-- Start MATERIAL FOR THE TASK --

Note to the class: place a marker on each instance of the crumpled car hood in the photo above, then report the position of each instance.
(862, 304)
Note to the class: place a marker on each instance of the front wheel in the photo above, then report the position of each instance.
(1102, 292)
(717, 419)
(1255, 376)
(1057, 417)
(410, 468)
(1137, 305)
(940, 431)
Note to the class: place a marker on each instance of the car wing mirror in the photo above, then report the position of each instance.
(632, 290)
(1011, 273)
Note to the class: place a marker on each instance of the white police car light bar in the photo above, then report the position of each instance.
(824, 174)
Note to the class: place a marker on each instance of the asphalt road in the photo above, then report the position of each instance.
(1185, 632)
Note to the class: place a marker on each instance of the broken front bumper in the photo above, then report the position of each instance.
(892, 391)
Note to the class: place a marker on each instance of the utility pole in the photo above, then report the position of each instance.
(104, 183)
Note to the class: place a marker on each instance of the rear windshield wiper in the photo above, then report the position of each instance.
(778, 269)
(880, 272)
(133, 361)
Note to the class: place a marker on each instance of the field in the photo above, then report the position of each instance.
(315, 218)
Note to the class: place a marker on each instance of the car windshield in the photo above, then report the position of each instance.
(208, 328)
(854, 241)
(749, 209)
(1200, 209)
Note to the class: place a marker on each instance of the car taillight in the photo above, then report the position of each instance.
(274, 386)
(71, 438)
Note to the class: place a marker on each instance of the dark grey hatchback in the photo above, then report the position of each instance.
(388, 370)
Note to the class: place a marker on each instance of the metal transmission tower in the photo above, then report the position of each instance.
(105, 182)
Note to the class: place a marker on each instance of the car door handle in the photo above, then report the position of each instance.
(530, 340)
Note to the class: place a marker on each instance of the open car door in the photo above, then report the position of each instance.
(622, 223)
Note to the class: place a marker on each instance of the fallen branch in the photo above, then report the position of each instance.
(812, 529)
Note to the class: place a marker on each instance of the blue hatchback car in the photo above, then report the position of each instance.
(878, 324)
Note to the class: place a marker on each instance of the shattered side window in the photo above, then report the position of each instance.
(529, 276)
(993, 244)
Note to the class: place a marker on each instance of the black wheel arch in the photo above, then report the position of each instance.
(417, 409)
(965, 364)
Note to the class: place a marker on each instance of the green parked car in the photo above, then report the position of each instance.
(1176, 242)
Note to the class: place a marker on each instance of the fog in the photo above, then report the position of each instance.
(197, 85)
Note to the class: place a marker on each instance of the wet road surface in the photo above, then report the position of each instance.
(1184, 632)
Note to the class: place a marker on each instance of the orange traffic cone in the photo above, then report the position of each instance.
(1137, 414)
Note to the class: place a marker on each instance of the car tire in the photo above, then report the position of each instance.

-- End MATERIAL FOR THE TASK --
-- Start MATERIAL FOR THE TASK --

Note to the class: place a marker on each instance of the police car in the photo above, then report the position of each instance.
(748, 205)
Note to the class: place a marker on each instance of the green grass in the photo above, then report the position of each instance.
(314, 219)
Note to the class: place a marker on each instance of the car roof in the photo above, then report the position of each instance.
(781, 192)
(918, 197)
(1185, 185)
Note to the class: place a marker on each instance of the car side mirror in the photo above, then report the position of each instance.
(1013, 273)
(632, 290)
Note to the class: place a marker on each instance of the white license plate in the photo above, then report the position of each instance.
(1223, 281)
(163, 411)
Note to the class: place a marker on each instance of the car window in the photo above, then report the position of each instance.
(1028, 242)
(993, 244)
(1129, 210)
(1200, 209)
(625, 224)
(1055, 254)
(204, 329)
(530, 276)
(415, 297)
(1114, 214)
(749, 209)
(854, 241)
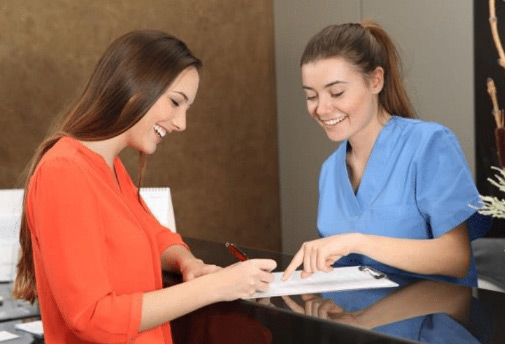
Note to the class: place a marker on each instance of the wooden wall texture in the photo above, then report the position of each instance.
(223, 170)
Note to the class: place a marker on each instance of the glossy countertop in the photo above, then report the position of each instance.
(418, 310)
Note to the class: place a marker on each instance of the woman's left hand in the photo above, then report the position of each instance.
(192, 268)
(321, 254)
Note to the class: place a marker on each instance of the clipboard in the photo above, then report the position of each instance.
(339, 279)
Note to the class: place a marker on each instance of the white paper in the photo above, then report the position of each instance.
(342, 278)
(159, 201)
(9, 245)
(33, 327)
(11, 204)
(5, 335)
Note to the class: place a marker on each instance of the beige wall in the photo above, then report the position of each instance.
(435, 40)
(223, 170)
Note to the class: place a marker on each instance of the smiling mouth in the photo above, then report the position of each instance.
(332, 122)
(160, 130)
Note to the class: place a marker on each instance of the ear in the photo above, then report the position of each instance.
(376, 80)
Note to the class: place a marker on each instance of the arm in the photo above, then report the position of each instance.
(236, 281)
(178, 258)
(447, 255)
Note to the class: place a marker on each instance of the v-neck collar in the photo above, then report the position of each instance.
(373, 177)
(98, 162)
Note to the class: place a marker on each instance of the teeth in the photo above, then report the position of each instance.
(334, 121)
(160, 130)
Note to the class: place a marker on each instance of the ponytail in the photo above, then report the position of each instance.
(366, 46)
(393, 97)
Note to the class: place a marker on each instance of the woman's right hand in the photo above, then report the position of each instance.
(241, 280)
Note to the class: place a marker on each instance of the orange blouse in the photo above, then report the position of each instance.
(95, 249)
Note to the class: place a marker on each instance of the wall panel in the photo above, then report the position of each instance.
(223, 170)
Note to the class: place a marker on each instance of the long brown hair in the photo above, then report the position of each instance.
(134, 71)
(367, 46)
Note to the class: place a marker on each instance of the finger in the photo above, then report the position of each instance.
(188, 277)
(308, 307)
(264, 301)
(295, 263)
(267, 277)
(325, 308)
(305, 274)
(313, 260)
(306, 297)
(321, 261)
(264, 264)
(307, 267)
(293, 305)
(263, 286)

-- End MATERIAL FOR THE TASK --

EXERCISE INSTRUCTIONS – Pick out every line of the listing above that contains the word "white", and copy each such line unchanged.

SOLVED PROBLEM –
Note to the class: place a marker on each instance of the white police car light bar in the photo above, then report the position of each instance.
Note to the class: place a marker on each instance of the white license plate in the photo above, then report the position of each instance.
Note to the class: place a marker on each instance of the white paper in the photo above, then report the position of each instance.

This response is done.